課題 1
連休中の娘の様子を描いた本文で、CDの中から流された、娘が特に好きな曲は何ですか。
課題 2
連休中の娘の様子を描いた本文を、最後の文の後から書き継いでください。

5月の連休が始まった一昨日(4月29日)の事だ。
仕事が休みの娘が、普段の休日のごとく昼過ぎに起きて来た。
何分いつ何時も物静かで寡黙な娘である。
私が「おはよう」と声を掛けると、小さい声で「おはよう」と応える。
「お昼ご飯出来てるよ」 と言いつつ、立て続けに私が、
「あっ、そうそう。 バリー・マニロウのCDが午前中に届いたから聞かせてあげようか?」 (参考だが、娘も私同様生来的に音楽好きなのだが、生後は私の影響を受け音楽の趣味が似ている。 このバリーマニロウのCDはつい最近母娘で相談・選択してアマゾンのギフト券で届けてもらったものであり、娘もその到着を楽しみにしていた。)
いつもなら趣味の話題に移ったこの辺から寡黙な娘も乗ってくるはずなのに、ここまで会話を進めてもどうも娘の反応が鈍過ぎる。 CDの中から娘が特に好きな「コパカバーナ」を流しても、相変わらず寡黙なままだ…。

表示情報
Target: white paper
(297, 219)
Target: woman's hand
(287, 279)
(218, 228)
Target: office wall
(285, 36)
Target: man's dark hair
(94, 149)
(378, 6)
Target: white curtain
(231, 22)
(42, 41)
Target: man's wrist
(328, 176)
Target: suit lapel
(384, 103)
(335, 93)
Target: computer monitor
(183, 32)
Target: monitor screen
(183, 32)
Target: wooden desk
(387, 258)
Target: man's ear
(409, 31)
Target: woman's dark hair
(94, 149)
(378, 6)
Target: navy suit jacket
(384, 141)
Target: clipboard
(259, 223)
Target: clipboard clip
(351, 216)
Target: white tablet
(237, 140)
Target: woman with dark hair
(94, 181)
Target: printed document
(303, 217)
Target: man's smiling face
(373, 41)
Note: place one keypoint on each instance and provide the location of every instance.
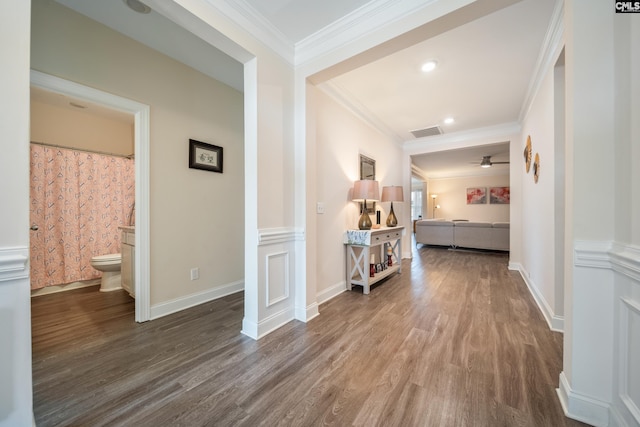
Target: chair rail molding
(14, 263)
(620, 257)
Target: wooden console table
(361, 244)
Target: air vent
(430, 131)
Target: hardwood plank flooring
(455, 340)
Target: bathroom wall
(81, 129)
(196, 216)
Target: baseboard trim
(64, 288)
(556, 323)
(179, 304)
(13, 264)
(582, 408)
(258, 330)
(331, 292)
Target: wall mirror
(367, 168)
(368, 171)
...
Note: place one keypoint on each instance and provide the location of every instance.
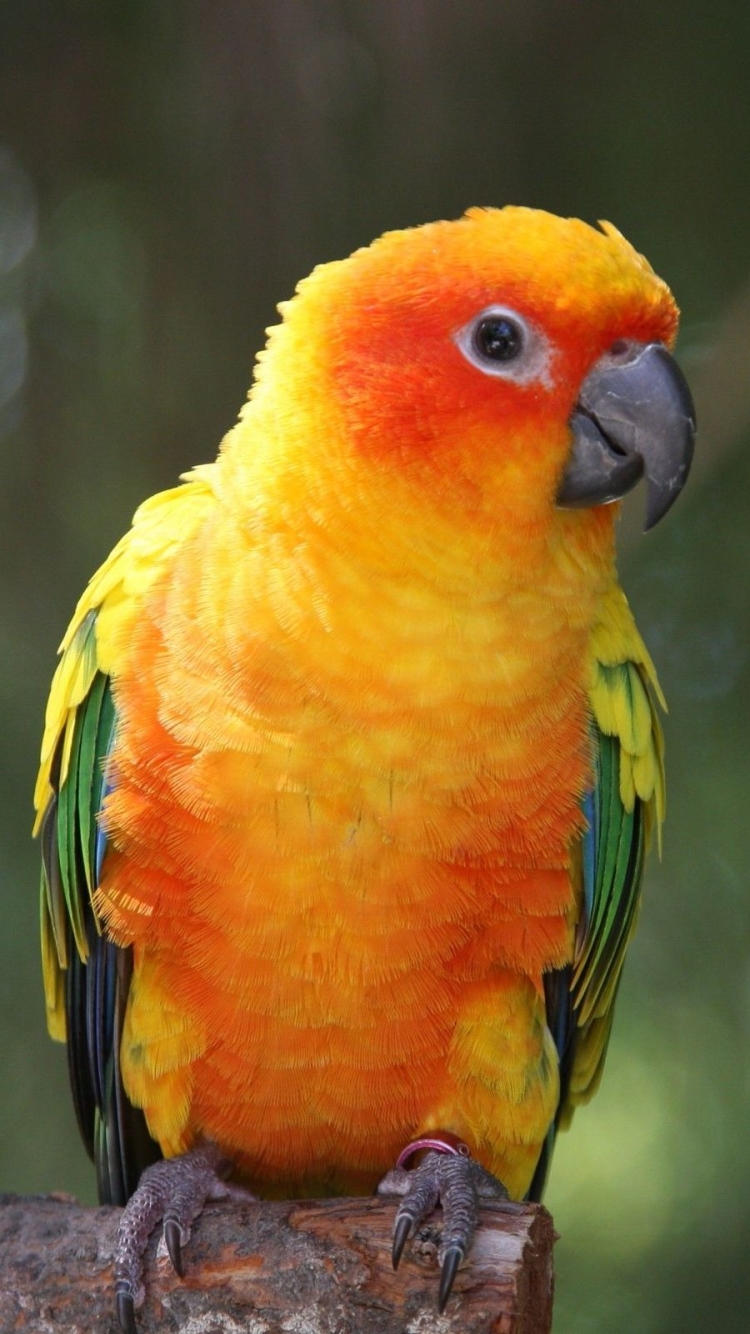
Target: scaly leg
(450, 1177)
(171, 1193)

解答欄 1
「コパカバーナ」です。

解答欄 2
(ちょっとおかしいな)と思い始めた私に、食事の一口をフォークですくった娘がやっと私に一言告げた。
「体調が悪い…」
(早く言えよ)と言いたいところだが、これは我が娘に対しては“禁句中の禁句”故に口が裂けても言わないサリバンだ。
早速、サリバン母としては問診から始める。 「どこかが痛い?」
娘応えて「前頭部が痛い。それに少し吐き気がする。」
「まず熱測ろうね。」と体温計を娘に渡しながら、娘の額に我が手を当てるとどうやら熱はなさそうだ。
更には体温測定中に娘の脈拍を簡易測定してみても、むしろ私よりも遅い脈拍だ。(この辺で既にサリバン母の私の方が精神的に動揺していたかも?!)
問診を続ける。 「夜中に眠れなかったとか、昨日何か嫌な事があった?」 (と言うのも、前日娘の残業が長引いたとの事で帰宅が遅く、母娘間の会話時間が少なかったのだ。 「そういう事はないと思うけど……」と心細そうに娘が応える。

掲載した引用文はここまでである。